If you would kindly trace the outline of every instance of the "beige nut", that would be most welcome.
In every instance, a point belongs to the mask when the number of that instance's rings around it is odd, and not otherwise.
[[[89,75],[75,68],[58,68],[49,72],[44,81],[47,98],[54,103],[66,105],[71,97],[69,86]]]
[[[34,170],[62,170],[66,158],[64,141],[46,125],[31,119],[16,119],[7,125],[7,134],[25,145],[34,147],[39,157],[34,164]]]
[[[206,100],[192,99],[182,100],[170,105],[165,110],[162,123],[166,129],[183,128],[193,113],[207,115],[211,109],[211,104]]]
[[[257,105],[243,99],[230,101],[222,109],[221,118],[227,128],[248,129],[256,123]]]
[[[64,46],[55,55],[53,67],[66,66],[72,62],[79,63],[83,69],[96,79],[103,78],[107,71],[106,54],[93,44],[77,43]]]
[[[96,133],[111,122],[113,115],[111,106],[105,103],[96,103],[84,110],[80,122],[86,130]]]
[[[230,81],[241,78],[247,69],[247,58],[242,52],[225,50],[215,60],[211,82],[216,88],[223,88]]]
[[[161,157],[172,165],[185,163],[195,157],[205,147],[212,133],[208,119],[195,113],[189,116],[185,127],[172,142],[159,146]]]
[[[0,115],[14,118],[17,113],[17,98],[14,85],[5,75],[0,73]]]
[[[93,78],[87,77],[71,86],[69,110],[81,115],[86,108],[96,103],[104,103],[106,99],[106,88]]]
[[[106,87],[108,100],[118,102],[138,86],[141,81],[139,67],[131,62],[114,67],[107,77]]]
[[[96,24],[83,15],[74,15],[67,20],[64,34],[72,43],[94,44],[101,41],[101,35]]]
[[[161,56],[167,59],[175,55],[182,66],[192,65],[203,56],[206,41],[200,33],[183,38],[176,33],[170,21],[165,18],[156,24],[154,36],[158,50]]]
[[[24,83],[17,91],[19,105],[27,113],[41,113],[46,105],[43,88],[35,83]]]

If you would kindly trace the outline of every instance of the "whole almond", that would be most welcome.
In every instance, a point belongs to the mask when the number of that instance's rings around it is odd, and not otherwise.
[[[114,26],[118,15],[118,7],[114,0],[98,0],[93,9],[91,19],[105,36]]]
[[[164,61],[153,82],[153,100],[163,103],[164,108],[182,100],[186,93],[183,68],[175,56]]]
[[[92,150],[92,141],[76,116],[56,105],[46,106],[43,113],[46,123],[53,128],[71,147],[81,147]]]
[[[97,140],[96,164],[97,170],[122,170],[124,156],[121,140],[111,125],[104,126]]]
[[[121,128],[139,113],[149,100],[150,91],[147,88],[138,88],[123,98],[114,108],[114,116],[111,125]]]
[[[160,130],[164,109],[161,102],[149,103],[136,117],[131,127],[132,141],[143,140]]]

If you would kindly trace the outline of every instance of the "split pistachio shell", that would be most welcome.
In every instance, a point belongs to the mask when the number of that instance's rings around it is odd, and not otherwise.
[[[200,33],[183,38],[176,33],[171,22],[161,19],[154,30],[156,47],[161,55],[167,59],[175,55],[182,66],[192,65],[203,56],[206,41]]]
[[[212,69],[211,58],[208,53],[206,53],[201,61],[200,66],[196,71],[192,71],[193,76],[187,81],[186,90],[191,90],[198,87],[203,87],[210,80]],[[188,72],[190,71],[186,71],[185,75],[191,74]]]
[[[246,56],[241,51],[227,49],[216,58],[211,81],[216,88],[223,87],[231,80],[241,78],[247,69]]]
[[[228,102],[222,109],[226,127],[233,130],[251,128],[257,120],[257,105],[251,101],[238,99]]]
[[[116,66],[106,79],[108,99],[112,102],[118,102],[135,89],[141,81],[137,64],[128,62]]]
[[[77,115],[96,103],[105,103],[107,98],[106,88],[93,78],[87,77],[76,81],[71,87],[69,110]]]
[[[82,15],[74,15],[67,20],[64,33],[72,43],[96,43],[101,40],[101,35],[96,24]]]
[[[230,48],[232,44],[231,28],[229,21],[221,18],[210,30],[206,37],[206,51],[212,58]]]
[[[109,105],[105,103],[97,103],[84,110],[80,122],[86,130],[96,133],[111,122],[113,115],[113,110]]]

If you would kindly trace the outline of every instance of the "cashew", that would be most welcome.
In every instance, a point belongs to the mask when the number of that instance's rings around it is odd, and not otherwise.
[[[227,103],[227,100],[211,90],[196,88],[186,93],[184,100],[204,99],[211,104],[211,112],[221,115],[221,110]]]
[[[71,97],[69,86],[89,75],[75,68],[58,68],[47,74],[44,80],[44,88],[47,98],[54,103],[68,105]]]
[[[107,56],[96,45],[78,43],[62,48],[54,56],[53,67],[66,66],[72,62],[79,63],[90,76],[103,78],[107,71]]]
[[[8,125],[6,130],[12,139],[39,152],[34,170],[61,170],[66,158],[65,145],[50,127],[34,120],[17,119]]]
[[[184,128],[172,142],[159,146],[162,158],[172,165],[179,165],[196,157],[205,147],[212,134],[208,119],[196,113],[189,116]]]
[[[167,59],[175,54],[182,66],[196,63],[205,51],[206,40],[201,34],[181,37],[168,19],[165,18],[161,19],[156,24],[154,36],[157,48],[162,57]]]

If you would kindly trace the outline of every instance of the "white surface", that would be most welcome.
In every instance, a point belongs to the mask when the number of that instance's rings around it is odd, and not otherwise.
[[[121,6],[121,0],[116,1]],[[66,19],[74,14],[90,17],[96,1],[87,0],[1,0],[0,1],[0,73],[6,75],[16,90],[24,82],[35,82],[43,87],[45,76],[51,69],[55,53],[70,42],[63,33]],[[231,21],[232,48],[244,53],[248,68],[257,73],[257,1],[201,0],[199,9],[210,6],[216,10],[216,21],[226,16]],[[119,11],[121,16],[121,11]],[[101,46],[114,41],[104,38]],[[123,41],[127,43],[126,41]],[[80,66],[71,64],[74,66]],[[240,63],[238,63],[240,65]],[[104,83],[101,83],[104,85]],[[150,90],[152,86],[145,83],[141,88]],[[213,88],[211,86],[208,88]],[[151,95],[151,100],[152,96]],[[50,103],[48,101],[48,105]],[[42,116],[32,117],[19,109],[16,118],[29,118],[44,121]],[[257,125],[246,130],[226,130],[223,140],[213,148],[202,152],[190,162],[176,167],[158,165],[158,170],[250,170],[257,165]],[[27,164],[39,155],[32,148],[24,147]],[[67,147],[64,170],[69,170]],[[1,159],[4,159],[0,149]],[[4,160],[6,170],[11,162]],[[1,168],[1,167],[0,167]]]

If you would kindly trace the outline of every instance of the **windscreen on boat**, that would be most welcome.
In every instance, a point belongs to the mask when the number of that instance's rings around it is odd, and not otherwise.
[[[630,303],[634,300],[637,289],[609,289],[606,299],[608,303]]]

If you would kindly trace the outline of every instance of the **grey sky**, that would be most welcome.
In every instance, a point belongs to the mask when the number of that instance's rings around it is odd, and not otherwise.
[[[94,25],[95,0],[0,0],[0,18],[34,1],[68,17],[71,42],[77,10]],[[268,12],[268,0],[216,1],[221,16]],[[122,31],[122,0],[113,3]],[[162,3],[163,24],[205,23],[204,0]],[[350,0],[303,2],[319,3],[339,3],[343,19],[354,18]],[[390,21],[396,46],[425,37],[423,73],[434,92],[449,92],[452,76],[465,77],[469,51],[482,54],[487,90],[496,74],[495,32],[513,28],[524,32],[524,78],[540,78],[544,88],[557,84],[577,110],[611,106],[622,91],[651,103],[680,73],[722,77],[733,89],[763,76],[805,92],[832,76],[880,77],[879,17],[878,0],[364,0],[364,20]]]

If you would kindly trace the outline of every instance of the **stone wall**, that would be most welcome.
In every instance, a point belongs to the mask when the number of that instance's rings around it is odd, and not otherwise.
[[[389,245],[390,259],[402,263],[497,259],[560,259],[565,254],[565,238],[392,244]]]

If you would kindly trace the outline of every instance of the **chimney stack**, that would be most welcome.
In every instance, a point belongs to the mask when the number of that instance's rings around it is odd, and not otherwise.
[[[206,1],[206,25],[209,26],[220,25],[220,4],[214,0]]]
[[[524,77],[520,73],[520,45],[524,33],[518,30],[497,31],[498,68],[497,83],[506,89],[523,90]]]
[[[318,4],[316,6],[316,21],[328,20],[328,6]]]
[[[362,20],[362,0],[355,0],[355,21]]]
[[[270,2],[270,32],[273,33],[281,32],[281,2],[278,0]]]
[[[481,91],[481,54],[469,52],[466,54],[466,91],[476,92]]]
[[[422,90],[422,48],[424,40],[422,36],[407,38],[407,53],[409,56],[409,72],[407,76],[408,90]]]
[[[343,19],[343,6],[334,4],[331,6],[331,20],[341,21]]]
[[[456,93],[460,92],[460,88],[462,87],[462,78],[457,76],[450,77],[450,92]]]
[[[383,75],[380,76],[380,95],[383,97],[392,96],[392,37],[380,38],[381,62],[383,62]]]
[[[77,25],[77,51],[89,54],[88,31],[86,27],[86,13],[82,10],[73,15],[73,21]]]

----------

### TASK TO COMPLETE
Report how many lines of the items above contain the string "split", counting only matches with the same case, and give only that number.

### EXERCISE RESPONSE
1